-------- Document section --------

I've struggled with the idea of writing this for a long time now. Not because I haven't accepted the mistakes I made in the past. Nor is it the fact that I don't find it an important topic for discussion. The reality of the situation is that I've struggled talking about eating disorders because it wasn't until recently that I understood the impact it had on me. The impact it still has on me.
Now, this is not a well written woe is me type of thing. I'm not here to bring tears to people's eyes or to make anyone pity me. I'm writing this for the 14 year old girl who was lost and developed a toxic relationship with food and exercise.
I'm going to be real with you here, during the summer I was transitioning from middle school to high school I suffered from an undiagnosed eating disorder. The majority of people in my life probably don't know this about me. Why is that? It's simple really, At the time I didn't recognize that there was an issue. Afterwards I refused to talk about it because of societal expectations and the lack of understanding of what having an eating disorder did to me mentally.
I'll be very frank, that summer was hell for me. I barely ate, I ran or walked for miles a day in the sweltering North Carolina heat because of an internal desire to work off the calories I did consume. This caused me to lose a significant amount of weight, which at the time was my goal. I thought that if I "looked good" by societal standards that the deep rooted insecurities I had would go away.
What I wish I knew back then was that the way I was going about "looking good" only caused me to feel worse about myself.
That was six years ago. To this day I sometimes struggle to look at a scale and not want to immediately go to the gym and workout for a couple hours. I don't hate myself by any means, but at one point I did. So now I'm working back towards learning to love myself again.
To this day talking about eating disorders in psychology classes unsettles me a little bit. Partially because I've lived that struggle, I know the shame and internal turmoil that comes along with it. Also, partially because I can't believe I let myself buy into this "ideal" beauty standard to which I felt captive. At first it didn't make sense to me why you would discuss eating disorders in a psychology class. What does food have to do with our mental health? Over time I began to realize that the insecurities that lead me to an unhealthy relationship with food existed long after I'd overcome my eating disorder.

-------- Data --------

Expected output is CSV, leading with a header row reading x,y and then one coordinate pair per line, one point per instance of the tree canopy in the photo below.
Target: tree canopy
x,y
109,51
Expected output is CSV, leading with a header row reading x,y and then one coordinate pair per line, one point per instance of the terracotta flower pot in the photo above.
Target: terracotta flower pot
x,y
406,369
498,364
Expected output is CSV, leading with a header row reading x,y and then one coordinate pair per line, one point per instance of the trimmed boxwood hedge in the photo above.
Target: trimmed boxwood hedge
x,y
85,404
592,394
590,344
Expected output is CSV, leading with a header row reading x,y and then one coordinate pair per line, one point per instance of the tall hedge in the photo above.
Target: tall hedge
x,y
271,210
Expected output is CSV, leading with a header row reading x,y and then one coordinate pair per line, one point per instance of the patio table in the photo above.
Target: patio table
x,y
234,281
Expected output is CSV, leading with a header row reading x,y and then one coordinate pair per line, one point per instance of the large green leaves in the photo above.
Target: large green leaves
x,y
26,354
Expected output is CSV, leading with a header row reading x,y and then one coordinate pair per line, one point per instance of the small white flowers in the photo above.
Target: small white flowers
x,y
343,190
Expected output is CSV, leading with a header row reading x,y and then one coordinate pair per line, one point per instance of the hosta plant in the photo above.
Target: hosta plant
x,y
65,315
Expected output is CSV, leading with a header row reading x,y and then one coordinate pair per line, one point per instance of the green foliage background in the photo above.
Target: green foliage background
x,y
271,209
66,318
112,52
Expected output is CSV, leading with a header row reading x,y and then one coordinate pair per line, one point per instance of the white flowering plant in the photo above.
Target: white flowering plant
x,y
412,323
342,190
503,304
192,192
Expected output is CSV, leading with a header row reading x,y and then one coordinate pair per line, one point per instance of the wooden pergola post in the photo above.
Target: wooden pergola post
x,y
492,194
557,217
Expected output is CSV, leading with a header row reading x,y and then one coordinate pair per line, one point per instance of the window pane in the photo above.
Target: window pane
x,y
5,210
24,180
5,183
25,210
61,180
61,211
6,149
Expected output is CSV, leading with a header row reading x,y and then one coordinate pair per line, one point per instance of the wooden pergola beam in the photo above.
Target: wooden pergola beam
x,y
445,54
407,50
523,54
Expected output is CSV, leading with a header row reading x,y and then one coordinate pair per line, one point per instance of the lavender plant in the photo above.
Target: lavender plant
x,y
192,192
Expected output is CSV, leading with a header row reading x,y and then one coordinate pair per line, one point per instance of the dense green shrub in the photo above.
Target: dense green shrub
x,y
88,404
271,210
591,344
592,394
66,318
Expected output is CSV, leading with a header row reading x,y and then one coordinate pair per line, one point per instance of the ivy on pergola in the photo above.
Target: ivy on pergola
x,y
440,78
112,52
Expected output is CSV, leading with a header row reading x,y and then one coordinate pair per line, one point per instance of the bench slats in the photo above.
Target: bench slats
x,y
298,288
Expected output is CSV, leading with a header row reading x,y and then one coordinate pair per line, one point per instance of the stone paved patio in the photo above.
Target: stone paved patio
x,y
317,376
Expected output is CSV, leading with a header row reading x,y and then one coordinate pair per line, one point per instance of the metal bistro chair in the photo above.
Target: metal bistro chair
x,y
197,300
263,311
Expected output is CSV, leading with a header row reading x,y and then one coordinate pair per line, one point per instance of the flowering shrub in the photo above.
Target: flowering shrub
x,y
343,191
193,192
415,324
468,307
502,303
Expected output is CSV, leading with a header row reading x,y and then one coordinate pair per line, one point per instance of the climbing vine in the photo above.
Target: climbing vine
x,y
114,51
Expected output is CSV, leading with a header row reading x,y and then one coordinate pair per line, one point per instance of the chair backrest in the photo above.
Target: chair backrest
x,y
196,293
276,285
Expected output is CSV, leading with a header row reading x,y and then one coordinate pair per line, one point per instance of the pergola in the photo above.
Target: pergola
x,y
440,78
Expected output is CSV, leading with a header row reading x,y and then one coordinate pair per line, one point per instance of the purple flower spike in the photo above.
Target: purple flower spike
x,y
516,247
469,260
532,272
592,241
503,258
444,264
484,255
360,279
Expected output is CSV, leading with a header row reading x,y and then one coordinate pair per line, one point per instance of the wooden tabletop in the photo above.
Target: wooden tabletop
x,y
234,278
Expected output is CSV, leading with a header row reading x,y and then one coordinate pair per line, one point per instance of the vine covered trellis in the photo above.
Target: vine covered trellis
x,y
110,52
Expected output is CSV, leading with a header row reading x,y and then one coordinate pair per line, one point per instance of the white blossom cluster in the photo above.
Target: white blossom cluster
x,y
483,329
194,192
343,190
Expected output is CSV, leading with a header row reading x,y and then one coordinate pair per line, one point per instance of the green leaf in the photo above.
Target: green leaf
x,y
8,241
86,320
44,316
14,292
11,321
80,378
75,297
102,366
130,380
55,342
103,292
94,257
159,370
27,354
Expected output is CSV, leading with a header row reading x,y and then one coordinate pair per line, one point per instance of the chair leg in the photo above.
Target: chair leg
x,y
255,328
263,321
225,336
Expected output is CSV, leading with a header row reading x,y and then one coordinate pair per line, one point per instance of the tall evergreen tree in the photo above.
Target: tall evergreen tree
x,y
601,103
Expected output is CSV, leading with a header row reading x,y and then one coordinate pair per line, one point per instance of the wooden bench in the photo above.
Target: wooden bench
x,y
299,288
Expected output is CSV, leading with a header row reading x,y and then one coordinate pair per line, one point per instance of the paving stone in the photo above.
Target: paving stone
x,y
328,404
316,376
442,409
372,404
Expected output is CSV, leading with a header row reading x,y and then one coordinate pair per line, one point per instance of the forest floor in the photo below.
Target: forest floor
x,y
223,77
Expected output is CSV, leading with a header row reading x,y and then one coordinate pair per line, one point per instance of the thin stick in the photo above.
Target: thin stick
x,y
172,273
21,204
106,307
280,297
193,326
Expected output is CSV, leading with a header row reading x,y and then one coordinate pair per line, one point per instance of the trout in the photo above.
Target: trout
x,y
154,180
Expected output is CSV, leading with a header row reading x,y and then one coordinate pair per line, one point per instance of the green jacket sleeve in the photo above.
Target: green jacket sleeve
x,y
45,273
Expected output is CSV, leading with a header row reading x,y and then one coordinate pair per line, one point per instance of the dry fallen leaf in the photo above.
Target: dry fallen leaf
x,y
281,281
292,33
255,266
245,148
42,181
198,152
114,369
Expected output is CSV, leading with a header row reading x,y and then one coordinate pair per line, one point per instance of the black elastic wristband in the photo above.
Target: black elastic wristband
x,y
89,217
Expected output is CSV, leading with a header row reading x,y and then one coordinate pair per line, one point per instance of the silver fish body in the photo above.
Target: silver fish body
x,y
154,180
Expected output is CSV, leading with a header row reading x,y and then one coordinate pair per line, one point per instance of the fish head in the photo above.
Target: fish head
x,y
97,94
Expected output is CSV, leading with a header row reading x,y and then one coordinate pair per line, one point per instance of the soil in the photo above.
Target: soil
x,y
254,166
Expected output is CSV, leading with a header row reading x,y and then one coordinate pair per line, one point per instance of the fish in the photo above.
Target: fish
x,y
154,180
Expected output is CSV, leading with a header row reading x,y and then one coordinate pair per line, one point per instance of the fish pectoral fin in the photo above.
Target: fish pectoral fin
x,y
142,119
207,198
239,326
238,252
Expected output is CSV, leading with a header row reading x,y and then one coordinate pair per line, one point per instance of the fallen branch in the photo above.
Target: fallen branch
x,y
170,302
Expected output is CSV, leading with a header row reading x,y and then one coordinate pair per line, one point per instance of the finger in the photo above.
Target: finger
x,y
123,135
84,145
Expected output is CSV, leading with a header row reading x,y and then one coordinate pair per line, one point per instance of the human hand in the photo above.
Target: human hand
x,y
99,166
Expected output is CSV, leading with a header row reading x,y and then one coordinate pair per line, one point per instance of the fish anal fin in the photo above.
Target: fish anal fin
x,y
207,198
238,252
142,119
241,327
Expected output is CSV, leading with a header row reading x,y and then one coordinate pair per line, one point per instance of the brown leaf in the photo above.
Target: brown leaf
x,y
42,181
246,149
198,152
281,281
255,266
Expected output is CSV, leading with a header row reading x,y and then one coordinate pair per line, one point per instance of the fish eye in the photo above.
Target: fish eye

--------

▶ Tasks for this exercise
[1] Please check statements (a), (b) and (c) against the essay on eating disorders, answering yes or no for each and quoting the words of the essay that decide it. (a) The eating disorder was formally diagnosed at the time. (b) The miles of running and walking took place in North Carolina. (c) The writer still hates themselves today.
[2] Resume the essay on eating disorders after its final sentence, keeping its first-person voice.

▶ Answer section
[1]
(a) No: "I suffered from an undiagnosed eating disorder."
(b) Yes: "I ran or walked for miles a day in the sweltering North Carolina heat."
(c) No: "I don't hate myself by any means, but at one point I did."

[2]
If there's one thing I wish I could go back and tell my younger self, it's that the phrase sticks and stones may break my bones but words will never hurt me is a load of crap. Our words mean something, how we speak to one another means something, what we say to those around us means something. That phrase becomes accurate when we realize that our value, and our worth, are not found in the expectations or opinions of others. Our worth is rooted in someone who gave everything to love us wholeheartedly, who died so that we could live. So to my younger self I'd say that people are going to tear you down. You can't stop them because they're fighting their own battles. But their words only hurt momentarily and do not define who we are in any way, shape or form.
I'm no longer going to shy away from writing about having an eating disorder because, in a way, this is cathartic for me. Finally, I'm ready to accept my past for what it is and let the fears I've had go in hopes that I can grow from my mistakes and learn to love who I am now. It's a process, and it's going to take time. In the past few years I've already seen myself grow immensely in learning to see myself in a more positive light. Now it's up to me to just trust the process.
That's not my only reasoning for writing this. I'm writing this because I want to draw attention to the fact that everyone is fighting their own battles. We have to learn to embrace our brokenness and the ugly that consumes us and be broken together. We need to speak up and break the stigmas that have been placed on mental health for far too long. It's time to learn to love ourselves again.
To anyone who has questions or finds themselves struggling with an eating disorder or any mental health related issues speak up. Talk to me, talk to a friend, talk to someone. It isn't until you open up about it that you realize the grip it has on you.
I didn't go into full detail here about my struggles then and my continued struggles now because it didn't feel right. I'm no longer afraid to open up about that time in my life. But it takes more than a thousand words to piece together all the emotional baggage that comes along with it. At the time I was hurting and sought affirmation in all the wrong places. Now I'm defining myself as a daughter of the King and learning to view myself from His perspective instead of society's. God's unconditional love for me is the reason I'm, now, so willing to be open and honest about the brokenness in my life. I just hope others who are suffering through similar battles find the courage to seek His affirmation instead of worldly affirmation.